DOCUMENT -
But there are more details to the offer. There’s a one-time fee of $300 to restructure the loan, and a $6 fee each month to pay for this “service”. The terms of this arrangement require that they automatically draft the money out of your checking account. (How much does that really cost?) These added fees do not reduce your balance, nor are they deductible from your income tax.
There is another approach that won’t impose the extra fees, and the cost is a little bit of planning on your part. Mark your paydays on a calendar. Approximately 1 month in every 6 will have 3 paydays instead of 2. On those months, send in an extra 1/2 month’s mortgage payment, filling out the payment coupon to indicate that the extra payment is to be applied to the loan principal. And if you really, really want to pay the one-time $300 fee and ongoing $6/month, you could add those to your monthly payments marking them to be applied to your principal. A $300 payment early in the loan would knock a few payments off the end of the mortgage period, since most of your early payments apply to interest, not the principal. (An example of the power of compounding, paying the $300 now would save perhaps $1000 in interest over the life of the loan.)
But I also told her that instead of applying any extra money to her mortgage, she should apply it to her credit card balances, which typically impose a higher interest rate and are not tax deductible in any case.
Now I see a recent article by David Bach (“The Automatic Millionaire”) at http://finance.yahoo.com/expert/article/millionaire/39312 . In it, David starts out by pointing out that those who have paid off their mortgage early were able to retire earlier than those who didn’t. Seems plausible to me. But then he goes on to use this as the basis to promote such plans as the one that I advised my sister to reject. He says that these plans cost $200-$400 to set up, and $2.50-$6.95 per payment. Furthermore, he lets on that it’s a third party who handles the transactions.

Excerpts from point annotation data -
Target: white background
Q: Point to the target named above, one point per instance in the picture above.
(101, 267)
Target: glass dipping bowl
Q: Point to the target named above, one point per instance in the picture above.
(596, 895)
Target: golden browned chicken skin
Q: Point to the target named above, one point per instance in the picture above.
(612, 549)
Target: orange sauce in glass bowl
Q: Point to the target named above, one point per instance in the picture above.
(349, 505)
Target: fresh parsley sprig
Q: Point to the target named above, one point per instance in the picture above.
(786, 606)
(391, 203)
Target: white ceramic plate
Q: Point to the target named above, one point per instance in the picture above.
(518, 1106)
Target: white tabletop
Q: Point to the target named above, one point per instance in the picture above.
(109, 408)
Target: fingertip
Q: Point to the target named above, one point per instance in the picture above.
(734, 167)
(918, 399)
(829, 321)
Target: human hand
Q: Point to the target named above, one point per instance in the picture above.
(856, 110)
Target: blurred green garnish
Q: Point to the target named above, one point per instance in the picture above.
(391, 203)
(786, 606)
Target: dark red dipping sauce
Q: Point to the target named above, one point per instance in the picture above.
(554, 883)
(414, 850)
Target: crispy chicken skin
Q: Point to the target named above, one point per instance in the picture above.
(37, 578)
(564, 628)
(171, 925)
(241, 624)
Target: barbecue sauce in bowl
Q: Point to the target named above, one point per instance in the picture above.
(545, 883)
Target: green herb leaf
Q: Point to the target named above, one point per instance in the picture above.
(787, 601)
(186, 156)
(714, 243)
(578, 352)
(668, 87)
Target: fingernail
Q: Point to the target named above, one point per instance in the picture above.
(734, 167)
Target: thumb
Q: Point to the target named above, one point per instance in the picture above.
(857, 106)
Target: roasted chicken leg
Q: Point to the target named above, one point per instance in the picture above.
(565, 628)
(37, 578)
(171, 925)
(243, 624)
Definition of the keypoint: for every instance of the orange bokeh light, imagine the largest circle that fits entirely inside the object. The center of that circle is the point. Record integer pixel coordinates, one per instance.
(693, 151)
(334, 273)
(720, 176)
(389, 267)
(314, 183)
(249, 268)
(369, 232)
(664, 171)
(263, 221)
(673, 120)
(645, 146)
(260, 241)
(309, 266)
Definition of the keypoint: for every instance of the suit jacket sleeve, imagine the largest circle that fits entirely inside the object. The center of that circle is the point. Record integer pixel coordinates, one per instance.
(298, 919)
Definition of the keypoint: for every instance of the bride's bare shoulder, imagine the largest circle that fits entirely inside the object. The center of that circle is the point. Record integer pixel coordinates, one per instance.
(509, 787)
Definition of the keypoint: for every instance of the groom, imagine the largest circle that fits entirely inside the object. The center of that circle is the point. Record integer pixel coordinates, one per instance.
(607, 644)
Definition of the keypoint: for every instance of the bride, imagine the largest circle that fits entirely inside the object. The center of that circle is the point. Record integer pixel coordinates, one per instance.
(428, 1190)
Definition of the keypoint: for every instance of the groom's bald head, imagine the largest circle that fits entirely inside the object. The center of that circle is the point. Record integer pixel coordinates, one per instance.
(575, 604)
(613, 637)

OBJECTIVES -
[1] In the passage on mortgage payoff plans, about how often does a month have three paydays instead of two?
[2] Pick up the passage on mortgage payoff plans after its last sentence and carry it further.

ANSWERS TO THE PROBLEMS -
[1] About 1 month in every 6.

[2]
So let’s review:
– We’ve got a third party involved, which provides yet another opportunity for problems. If they don’t forward your payments, you’re the one on the hook with the mortgage company, and you’re the one out on the street or with a damaged credit report.
– Even at the low end of the setup fee range ($200), how long will it take to recover the cost? If your personal situation changes and in five years you have to sell the house, will you have recovered the setup fee and all of the per-transaction costs?
– Even at the low end of the per-transactions costs, the cost is $65/year. For $65, you can buy a calendar and at the beginning of the year spend 30 minutes circling your paydays, and note which months have 3 paydays. Then a couple of extra minutes each month when you write your mortgage check to look at the calendar you marked up to see how many paydays there were that month. So maybe an hour’s effort though the year, saves you $65 or more.
Even if you can get this service for free from the mortgage company, here are some other negatives that David Bach didn’t mention:
(1) If you have credit card debt, whether at a higher rate or possibly a slightly lower rate than your mortgage, then it makes no sense pay ahead on your mortgage. Why pay off a lower-rate debt for which the interest is possibly deductible from your taxes, when you have higher-interest and/or non-deductible debt that could be paid down instead?
(2) Entering such a plan locks you in to having to make the extra payments. By doing what I suggest, you can defer the extra payments toward principal if something happens. Such as being laid off, in which case you’re no longer getting that paycheck every two weeks.
Let me make it clear that I’m not opposed to paying ahead on your mortgage. In fact, I retired a 30-year mortgage in less than 12 years. I am opposed to taking on unnecessary expenses and risks to do so.
Yes, “automatic” is nice. But David’s so wrapped up in that theme that he won’t mention the negatives. It’s best to question the advice of media finance gurus, and not follow their advice blindly.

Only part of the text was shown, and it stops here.